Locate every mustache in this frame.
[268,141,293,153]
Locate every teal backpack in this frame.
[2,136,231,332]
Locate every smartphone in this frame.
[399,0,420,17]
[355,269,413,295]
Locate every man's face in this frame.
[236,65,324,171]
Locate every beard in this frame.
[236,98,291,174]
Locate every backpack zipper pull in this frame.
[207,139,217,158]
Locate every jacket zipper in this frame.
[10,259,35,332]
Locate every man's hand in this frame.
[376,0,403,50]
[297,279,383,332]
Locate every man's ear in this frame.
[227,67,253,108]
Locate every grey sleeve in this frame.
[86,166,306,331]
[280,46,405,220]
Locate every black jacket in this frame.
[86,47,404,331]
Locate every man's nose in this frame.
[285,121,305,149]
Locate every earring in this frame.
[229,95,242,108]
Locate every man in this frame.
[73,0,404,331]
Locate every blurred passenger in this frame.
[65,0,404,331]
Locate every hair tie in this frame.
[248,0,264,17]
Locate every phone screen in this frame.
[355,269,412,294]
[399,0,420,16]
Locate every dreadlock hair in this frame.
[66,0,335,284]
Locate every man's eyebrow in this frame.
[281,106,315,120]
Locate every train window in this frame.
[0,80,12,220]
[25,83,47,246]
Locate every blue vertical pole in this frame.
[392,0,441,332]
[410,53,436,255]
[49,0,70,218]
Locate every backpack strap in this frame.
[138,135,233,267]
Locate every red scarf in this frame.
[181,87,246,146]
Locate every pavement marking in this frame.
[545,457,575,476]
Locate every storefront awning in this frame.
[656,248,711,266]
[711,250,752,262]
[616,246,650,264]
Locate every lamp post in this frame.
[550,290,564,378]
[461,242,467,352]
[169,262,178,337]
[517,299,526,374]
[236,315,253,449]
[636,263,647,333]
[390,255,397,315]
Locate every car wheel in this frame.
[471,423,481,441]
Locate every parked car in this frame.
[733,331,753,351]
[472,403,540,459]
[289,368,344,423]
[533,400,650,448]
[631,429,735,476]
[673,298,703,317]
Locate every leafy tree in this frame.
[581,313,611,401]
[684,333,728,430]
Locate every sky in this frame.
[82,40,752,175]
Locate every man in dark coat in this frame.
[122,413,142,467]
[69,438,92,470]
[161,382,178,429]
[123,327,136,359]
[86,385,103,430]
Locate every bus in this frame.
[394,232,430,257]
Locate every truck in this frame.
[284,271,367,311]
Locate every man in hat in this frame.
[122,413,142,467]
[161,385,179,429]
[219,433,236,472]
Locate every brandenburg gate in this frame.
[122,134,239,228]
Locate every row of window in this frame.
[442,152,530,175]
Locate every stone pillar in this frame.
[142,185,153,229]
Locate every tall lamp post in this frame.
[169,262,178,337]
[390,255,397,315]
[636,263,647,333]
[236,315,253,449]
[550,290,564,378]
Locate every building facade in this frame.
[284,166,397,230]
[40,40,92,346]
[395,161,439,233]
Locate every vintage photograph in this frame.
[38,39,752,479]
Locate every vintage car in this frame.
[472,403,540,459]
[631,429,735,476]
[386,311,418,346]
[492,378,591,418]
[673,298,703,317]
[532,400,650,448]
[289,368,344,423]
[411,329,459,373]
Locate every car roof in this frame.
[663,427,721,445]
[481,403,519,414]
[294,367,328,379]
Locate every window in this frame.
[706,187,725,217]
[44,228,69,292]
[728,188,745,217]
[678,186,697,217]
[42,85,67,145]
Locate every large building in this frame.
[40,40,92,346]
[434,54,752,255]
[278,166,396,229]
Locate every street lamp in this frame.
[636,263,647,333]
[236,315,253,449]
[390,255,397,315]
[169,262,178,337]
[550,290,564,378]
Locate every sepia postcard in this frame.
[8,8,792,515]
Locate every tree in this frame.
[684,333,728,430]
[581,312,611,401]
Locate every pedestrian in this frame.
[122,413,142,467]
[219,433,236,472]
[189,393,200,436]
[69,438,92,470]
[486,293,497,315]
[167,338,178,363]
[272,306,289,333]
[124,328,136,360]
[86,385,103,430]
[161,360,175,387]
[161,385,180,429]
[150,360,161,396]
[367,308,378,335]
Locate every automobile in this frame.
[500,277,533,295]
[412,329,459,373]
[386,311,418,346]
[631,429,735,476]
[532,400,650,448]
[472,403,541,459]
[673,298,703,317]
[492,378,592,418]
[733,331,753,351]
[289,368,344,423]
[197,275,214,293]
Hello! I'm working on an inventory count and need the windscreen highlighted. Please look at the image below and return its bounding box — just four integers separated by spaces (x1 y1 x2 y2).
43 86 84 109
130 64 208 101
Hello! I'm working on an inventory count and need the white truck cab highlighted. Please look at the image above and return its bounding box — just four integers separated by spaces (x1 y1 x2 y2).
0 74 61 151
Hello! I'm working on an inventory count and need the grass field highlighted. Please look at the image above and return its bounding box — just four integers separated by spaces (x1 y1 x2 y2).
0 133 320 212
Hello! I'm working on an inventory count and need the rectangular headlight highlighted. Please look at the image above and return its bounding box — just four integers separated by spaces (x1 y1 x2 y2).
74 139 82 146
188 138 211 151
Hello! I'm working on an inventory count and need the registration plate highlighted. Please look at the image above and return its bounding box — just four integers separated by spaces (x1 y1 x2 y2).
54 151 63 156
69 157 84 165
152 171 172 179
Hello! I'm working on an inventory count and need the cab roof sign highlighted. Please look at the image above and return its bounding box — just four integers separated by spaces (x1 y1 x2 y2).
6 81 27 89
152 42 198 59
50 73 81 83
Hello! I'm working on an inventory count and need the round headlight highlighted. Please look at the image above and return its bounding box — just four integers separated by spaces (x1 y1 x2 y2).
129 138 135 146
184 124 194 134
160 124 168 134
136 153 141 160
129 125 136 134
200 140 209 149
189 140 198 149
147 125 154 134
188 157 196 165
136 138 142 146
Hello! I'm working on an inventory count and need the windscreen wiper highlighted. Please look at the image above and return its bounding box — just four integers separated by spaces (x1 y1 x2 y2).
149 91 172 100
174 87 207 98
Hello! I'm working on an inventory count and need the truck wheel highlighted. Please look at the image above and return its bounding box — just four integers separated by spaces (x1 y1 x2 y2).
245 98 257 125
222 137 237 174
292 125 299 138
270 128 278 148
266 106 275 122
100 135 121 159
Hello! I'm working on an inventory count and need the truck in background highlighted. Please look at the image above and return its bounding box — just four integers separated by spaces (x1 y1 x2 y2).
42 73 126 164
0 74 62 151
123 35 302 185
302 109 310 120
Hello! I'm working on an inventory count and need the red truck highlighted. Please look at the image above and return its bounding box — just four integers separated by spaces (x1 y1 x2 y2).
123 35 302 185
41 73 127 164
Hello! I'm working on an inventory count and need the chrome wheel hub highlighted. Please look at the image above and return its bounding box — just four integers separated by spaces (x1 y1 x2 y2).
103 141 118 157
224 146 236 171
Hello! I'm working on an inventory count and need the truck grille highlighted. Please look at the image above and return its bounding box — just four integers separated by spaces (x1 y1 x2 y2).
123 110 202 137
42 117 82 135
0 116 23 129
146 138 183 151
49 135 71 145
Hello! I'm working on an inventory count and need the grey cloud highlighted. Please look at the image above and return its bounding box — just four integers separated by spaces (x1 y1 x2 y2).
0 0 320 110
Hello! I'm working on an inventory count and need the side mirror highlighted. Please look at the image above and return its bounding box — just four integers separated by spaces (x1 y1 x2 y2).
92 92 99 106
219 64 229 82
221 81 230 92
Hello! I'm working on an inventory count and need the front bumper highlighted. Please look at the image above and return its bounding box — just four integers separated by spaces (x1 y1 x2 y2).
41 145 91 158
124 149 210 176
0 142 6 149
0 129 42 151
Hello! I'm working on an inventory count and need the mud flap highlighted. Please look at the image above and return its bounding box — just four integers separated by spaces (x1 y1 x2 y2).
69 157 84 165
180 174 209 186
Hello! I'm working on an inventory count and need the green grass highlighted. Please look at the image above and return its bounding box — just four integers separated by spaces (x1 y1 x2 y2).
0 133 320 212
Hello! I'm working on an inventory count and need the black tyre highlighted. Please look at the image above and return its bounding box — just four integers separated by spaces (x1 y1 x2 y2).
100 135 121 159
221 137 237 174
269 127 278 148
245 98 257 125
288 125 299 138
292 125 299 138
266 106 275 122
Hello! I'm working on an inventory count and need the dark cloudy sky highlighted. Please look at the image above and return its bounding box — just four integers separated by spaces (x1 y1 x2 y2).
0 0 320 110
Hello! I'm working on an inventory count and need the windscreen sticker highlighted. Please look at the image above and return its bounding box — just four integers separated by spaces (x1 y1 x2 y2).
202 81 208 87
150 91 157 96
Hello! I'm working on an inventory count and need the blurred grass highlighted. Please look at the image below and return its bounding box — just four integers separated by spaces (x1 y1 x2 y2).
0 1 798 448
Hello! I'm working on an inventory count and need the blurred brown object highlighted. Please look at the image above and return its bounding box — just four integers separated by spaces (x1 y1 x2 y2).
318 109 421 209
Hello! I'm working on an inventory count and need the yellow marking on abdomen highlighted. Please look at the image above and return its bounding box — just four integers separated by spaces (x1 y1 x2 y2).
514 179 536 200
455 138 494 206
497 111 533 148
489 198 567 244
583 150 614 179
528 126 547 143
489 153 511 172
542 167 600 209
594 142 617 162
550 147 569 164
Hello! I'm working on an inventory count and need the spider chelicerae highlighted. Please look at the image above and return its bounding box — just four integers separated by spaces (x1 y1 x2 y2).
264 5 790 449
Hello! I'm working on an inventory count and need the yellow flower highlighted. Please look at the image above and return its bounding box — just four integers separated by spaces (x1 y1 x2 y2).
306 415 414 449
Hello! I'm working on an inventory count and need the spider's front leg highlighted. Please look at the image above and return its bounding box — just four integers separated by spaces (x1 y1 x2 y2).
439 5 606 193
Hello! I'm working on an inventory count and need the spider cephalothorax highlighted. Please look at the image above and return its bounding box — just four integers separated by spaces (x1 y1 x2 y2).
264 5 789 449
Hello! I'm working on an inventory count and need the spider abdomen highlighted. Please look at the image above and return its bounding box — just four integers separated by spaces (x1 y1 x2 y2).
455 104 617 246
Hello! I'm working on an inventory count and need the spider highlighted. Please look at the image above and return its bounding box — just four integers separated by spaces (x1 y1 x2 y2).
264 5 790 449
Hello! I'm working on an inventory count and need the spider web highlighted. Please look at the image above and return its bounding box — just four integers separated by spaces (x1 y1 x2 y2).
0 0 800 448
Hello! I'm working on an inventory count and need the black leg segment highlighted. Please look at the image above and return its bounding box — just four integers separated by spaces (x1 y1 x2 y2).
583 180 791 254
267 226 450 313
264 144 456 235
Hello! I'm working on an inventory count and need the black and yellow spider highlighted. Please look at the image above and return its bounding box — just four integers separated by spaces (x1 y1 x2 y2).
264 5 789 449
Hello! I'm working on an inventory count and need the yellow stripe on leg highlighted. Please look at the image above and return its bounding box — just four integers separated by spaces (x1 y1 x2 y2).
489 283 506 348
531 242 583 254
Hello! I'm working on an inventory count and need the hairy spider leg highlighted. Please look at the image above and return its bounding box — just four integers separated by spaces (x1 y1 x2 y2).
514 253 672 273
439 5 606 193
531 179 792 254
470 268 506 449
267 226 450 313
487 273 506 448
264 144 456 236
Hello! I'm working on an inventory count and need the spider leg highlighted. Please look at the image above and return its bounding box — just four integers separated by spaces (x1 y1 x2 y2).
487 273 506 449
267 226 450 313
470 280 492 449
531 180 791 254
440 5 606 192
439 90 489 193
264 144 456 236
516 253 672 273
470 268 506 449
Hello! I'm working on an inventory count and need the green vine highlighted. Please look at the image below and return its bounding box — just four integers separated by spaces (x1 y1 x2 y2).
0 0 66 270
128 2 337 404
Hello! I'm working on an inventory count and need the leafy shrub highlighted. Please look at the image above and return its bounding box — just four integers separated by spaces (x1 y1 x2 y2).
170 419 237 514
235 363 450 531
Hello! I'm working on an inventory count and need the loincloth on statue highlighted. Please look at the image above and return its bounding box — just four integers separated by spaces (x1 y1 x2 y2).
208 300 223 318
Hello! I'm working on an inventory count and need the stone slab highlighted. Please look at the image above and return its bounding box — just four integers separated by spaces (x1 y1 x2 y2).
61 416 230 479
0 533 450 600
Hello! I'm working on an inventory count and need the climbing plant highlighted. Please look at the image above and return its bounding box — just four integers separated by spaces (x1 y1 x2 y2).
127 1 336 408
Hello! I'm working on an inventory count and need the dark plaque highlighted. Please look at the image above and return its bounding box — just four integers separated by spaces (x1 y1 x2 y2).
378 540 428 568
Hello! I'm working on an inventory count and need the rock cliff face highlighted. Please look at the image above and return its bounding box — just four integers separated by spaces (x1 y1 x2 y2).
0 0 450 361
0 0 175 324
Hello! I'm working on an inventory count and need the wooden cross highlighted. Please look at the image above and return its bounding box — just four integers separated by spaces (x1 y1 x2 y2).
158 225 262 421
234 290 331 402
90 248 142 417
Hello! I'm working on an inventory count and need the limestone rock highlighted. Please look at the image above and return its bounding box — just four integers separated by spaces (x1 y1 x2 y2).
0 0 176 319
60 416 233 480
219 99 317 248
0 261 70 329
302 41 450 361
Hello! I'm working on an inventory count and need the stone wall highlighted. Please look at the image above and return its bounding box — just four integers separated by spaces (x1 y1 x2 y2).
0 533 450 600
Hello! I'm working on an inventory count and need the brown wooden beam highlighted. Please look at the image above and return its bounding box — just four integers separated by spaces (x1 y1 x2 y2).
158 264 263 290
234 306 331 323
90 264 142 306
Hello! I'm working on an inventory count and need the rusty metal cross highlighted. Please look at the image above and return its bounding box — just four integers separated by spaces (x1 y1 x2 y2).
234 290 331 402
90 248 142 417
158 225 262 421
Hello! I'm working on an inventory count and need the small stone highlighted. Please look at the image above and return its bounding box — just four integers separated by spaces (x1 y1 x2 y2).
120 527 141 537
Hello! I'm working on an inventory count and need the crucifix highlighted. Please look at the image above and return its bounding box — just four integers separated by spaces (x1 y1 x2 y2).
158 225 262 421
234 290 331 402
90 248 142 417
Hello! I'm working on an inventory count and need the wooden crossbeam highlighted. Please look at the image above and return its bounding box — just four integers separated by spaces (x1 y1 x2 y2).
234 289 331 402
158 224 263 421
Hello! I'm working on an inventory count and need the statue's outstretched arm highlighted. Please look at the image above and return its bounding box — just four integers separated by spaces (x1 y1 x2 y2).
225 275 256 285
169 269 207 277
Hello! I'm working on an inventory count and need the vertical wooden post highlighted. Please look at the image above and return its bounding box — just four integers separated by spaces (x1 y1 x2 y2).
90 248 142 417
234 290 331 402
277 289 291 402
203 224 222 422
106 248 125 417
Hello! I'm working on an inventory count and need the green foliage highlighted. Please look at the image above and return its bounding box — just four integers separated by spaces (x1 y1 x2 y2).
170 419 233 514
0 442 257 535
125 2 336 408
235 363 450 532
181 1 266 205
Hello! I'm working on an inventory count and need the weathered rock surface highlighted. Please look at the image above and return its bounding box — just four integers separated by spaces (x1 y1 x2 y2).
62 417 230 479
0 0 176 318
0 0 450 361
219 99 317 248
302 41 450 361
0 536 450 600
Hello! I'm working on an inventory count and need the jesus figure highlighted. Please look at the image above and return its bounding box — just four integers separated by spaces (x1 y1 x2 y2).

----

• [DO THIS]
Count the lines of the records that contain the word "lamp", with case counting, and give only that number.

• [ANSWER TO THE PROBLEM]
3